*Dataset excerpts:*
## START

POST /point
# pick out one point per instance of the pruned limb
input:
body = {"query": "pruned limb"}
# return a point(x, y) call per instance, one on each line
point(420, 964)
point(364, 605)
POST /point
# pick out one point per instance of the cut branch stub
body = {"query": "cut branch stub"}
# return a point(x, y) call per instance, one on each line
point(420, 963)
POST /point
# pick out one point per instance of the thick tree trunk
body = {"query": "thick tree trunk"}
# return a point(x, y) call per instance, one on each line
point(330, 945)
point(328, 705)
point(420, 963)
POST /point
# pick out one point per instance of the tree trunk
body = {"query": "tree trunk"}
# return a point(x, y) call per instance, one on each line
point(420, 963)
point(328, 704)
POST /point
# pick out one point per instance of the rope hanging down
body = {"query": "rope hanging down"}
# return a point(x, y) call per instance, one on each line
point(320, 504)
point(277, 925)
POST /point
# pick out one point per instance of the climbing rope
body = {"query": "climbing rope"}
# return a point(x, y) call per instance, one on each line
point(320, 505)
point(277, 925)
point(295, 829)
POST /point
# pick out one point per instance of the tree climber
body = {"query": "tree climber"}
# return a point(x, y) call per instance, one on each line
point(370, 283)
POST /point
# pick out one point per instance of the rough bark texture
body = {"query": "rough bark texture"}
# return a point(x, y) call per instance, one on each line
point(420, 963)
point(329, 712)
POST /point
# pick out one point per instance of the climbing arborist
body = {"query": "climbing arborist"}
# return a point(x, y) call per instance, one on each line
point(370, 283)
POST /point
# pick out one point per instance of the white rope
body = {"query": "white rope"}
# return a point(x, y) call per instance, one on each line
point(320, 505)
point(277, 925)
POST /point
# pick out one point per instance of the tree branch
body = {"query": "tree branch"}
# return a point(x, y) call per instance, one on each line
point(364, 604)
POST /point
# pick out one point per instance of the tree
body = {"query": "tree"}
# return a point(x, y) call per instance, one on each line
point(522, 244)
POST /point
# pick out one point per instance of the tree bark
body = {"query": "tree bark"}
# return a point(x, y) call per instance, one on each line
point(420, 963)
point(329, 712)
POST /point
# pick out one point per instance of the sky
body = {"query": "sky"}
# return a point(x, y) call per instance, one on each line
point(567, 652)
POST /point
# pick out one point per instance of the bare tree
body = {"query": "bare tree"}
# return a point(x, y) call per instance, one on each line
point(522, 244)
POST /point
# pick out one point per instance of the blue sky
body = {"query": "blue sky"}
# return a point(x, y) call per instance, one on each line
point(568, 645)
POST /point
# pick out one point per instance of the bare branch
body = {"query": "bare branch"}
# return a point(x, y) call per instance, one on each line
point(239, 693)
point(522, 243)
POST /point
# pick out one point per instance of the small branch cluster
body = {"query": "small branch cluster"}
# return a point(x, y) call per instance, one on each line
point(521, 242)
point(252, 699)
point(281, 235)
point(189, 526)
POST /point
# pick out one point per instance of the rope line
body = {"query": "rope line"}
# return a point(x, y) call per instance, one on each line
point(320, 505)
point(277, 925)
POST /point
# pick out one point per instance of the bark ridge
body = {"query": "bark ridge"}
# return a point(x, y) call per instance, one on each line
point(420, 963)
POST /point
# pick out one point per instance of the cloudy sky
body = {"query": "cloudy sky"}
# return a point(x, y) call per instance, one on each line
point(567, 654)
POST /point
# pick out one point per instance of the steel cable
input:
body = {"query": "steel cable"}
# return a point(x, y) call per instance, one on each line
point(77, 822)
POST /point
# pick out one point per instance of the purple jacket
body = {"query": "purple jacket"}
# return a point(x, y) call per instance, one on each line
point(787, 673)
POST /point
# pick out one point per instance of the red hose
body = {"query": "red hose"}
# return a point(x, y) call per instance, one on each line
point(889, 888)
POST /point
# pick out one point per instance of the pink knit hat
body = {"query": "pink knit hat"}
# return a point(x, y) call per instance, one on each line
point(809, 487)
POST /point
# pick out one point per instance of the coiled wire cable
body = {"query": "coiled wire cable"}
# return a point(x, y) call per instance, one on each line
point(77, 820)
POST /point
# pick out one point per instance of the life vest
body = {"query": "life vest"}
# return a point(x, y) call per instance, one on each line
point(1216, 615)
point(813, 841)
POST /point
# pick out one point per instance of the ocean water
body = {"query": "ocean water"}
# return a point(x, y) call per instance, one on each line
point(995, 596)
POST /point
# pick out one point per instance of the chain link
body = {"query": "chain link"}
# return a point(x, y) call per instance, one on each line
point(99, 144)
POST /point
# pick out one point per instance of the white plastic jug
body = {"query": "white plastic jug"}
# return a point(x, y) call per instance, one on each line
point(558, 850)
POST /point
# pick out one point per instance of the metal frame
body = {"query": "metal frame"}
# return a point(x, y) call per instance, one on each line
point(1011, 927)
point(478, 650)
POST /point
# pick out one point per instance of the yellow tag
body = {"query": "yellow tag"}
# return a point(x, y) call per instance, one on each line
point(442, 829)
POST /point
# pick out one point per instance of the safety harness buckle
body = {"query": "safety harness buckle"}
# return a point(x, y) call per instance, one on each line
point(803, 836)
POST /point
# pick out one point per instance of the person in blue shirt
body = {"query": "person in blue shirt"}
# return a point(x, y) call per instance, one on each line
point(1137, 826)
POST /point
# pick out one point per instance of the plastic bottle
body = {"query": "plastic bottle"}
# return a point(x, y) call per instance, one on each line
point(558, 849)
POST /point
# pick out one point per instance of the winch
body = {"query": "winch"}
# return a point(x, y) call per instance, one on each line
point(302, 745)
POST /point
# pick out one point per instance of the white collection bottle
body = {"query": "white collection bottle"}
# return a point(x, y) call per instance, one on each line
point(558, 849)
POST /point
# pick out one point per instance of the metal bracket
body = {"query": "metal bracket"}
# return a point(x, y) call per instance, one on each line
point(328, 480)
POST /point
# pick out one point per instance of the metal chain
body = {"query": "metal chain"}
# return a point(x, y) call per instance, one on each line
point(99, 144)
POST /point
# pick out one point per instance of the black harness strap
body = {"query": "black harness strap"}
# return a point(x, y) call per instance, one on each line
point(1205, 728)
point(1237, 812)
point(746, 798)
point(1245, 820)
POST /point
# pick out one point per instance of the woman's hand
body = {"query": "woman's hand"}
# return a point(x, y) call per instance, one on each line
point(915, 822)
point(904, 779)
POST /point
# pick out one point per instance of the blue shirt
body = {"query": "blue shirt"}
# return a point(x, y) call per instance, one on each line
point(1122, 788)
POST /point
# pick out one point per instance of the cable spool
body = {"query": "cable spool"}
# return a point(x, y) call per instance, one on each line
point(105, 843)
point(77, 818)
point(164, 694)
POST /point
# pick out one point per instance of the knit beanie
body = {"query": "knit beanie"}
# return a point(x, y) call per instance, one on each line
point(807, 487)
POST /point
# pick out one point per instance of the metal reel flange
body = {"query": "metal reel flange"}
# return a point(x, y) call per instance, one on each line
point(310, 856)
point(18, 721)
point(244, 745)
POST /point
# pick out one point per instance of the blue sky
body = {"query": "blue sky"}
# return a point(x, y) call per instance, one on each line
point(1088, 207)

## END

*Required task:* Extract all of the data shown above and repeat it verbatim.

*Full output:*
POST /point
# pick out one point per instance of the pruned limb
input:
body = {"query": "pruned limb"}
# return a point(x, y) call per instance, one on each line
point(420, 964)
point(364, 605)
POST /point
# pick out one point per instance of the cut branch stub
body = {"query": "cut branch stub"}
# return a point(x, y) call per instance, one on each line
point(420, 963)
POST /point
# pick out one point per instance of the thick tree trunk
body = {"query": "thick tree trunk"}
# return a point(x, y) call per instance, one on each line
point(330, 945)
point(328, 705)
point(420, 963)
POST /point
# pick out one point per instance of the tree trunk
body = {"query": "tree trunk"}
# return a point(x, y) call per instance, one on each line
point(420, 963)
point(328, 704)
POST /point
# pick out one point per instance of the rope hanging down
body = {"query": "rope hanging down"}
# return a point(x, y) call per instance, one on each line
point(320, 504)
point(277, 925)
POST /point
# pick out one point per instance of the climbing rope
body = {"query": "climbing rope"}
# return a point(x, y) call per instance, one on each line
point(320, 505)
point(277, 925)
point(295, 829)
POST /point
# pick out one point per instance of the tree climber
body = {"query": "tree climber"}
# return a point(x, y) call per instance, one on each line
point(370, 283)
POST /point
# pick out one point per instance of the rough bark texture
body = {"query": "rough bark texture"}
# return a point(x, y) call per instance, one on each line
point(420, 963)
point(329, 712)
POST /point
# pick out one point per instance of the climbing arborist
body = {"query": "climbing arborist"}
# return a point(x, y) call per instance, one on each line
point(370, 283)
POST /point
# pick out one point per instance of the white rope
body = {"query": "white rope"}
# return a point(x, y) call per instance, one on each line
point(320, 505)
point(277, 925)
POST /point
# pick out one point per instance of the tree branch
body = {"query": "tree branch"}
# return a point(x, y) call per instance, one on each line
point(364, 604)
POST /point
# pick out one point per instance of the tree
body = {"query": "tree"}
# return a point(x, y) call per instance, one on each line
point(522, 244)
POST /point
# pick out one point per instance of the tree bark
body = {"query": "tree bark"}
# return a point(x, y) call per instance, one on each line
point(420, 963)
point(329, 712)
POST /point
# pick out one point per instance of the sky
body = {"query": "sky"}
# return a point(x, y) call per instance, one on each line
point(567, 652)
POST /point
# pick out one point per instance of the bare tree
body = {"query": "bare tree"}
# return a point(x, y) call per instance, one on each line
point(522, 244)
POST /point
# pick out one point per instance of the blue sky
body = {"query": "blue sky"}
# return a point(x, y) call per instance, one on each line
point(568, 645)
POST /point
# pick out one point per instance of the bare branch
body = {"query": "bare branch"}
# return a point(x, y) call per instance, one on each line
point(239, 693)
point(522, 243)
POST /point
# pick out one point per instance of the small branch cluster
body = {"query": "small branch cluster"}
# return a point(x, y) call per instance, one on each line
point(521, 242)
point(252, 699)
point(281, 235)
point(189, 526)
POST /point
# pick out one point per instance of the rope line
body = {"query": "rope line"}
# return a point(x, y) call per instance, one on each line
point(320, 505)
point(277, 925)
POST /point
# pick out one point per instance of the bark ridge
body = {"query": "bark ridge"}
# return a point(x, y) call per instance, one on each line
point(420, 963)
POST /point
# pick out one point per instance of the cloudy sky
body = {"query": "cloudy sky"}
# return a point(x, y) call per instance, one on each line
point(567, 654)
POST /point
# pick out one point per instance of the steel cable
input:
body = {"query": "steel cable"}
# return a point(x, y) call per instance, one on each line
point(77, 822)
POST /point
# pick out one point per instance of the purple jacket
body = {"query": "purple jacket"}
# return a point(x, y) call per instance, one on each line
point(787, 673)
POST /point
# pick out one point per instance of the red hose
body = {"query": "red hose"}
# return a point(x, y) call per instance, one on each line
point(889, 888)
POST /point
# pick out one point per instance of the pink knit hat
body = {"query": "pink knit hat"}
# return a point(x, y) call per instance, one on each line
point(809, 487)
POST /point
# pick out one point per instance of the coiled wire cable
body = {"query": "coiled wire cable"}
# return a point(x, y) call per instance, one on each line
point(77, 820)
POST /point
# pick out one point per instance of the life vest
body = {"query": "life vest"}
# return a point(x, y) call per instance, one on each line
point(1216, 615)
point(813, 841)
POST /point
# pick out one point per instance of the ocean water
body = {"query": "ocean water"}
# return a point(x, y) call per instance, one on each line
point(995, 596)
POST /point
# pick out one point per instance of the chain link
body = {"query": "chain link"}
# return a point(x, y) call per instance, one on each line
point(99, 144)
POST /point
# pick out one point per instance of the white plastic jug
body = {"query": "white plastic jug"}
# return a point(x, y) call per instance, one on each line
point(558, 850)
POST /point
# pick out one point per instance of the metal frame
body = {"query": "metal frame"}
# return a point(x, y) call per instance, one on each line
point(1011, 927)
point(478, 650)
POST /point
# pick out one point per instance of the yellow tag
body = {"query": "yellow tag"}
# return a point(x, y) call per instance, one on each line
point(442, 829)
POST /point
# pick out one point per instance of the safety harness buckle
body = {"query": "safety harness buckle"}
# return a point(x, y) call per instance, one on each line
point(803, 836)
POST /point
# pick out one point per instance of the person in blue shirt
body = {"query": "person in blue shirt"}
# return a point(x, y) call per instance, one on each line
point(1137, 826)
POST /point
# pick out one point per instance of the plastic bottle
body = {"query": "plastic bottle"}
# return a point(x, y) call per instance, one on each line
point(558, 849)
POST /point
# pick out one point per instance of the winch
body = {"query": "winch"}
# return a point(x, y) call per instance, one on each line
point(302, 745)
POST /point
# pick out one point per instance of the white collection bottle
body = {"query": "white collection bottle"}
# return a point(x, y) call per instance, one on each line
point(558, 849)
POST /point
# pick out one point per instance of the metal bracket
body = {"query": "metal bracket"}
# return a point(x, y) call per instance, one on each line
point(328, 480)
POST /point
# pick out one point per instance of the metal chain
body = {"query": "metal chain"}
# return a point(x, y) call per instance, one on each line
point(99, 144)
POST /point
# pick out one point per instance of the black harness strap
body = {"query": "black harness strap"}
# return a point(x, y) call per instance, one on each line
point(1205, 728)
point(1237, 812)
point(746, 798)
point(1245, 820)
POST /point
# pick out one point per instance of the woman's hand
body = {"query": "woman's hand"}
# return a point(x, y) call per instance, one on each line
point(915, 822)
point(904, 779)
POST /point
# pick out one point per instance of the blue shirt
body = {"query": "blue shirt"}
# return a point(x, y) call per instance, one on each line
point(1122, 788)
POST /point
# pick out one point per instance of the cable spool
body = {"query": "cable spool"}
# return a point(x, y) call per instance, one on each line
point(105, 843)
point(77, 818)
point(164, 694)
POST /point
# pick out one point per instance of the knit beanie
body = {"query": "knit beanie"}
# return a point(x, y) call per instance, one on each line
point(807, 487)
POST /point
# pick out one point per instance of the metal reel flange
body = {"query": "metal reel flange"}
# return a point(x, y) call per instance, one on each line
point(310, 856)
point(18, 721)
point(244, 745)
POST /point
# pick out one point per instance of the blue sky
body = {"query": "blue sky"}
# return a point(x, y) call per instance, one on each line
point(1088, 207)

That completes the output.